** start of DATA FOR THIS TASK **

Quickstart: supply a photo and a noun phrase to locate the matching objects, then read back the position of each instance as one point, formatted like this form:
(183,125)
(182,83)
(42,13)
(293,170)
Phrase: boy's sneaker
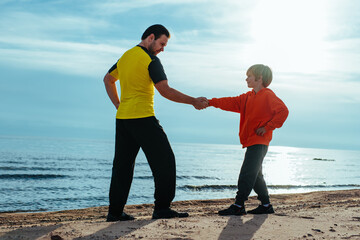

** end of DATA FOR THIS TASK **

> **EXERCISE DIRECTIONS**
Repeat all the records with "sneaker" switched to "shoe" and everything else unchanged. Leave out the pictures.

> **TASK ANSWER**
Quickstart: supply a photo and a noun phrase to locate the matching objects, then read back the position of each instance as one point, formatted like this form:
(183,125)
(182,83)
(42,13)
(293,170)
Phrase: boy's shoe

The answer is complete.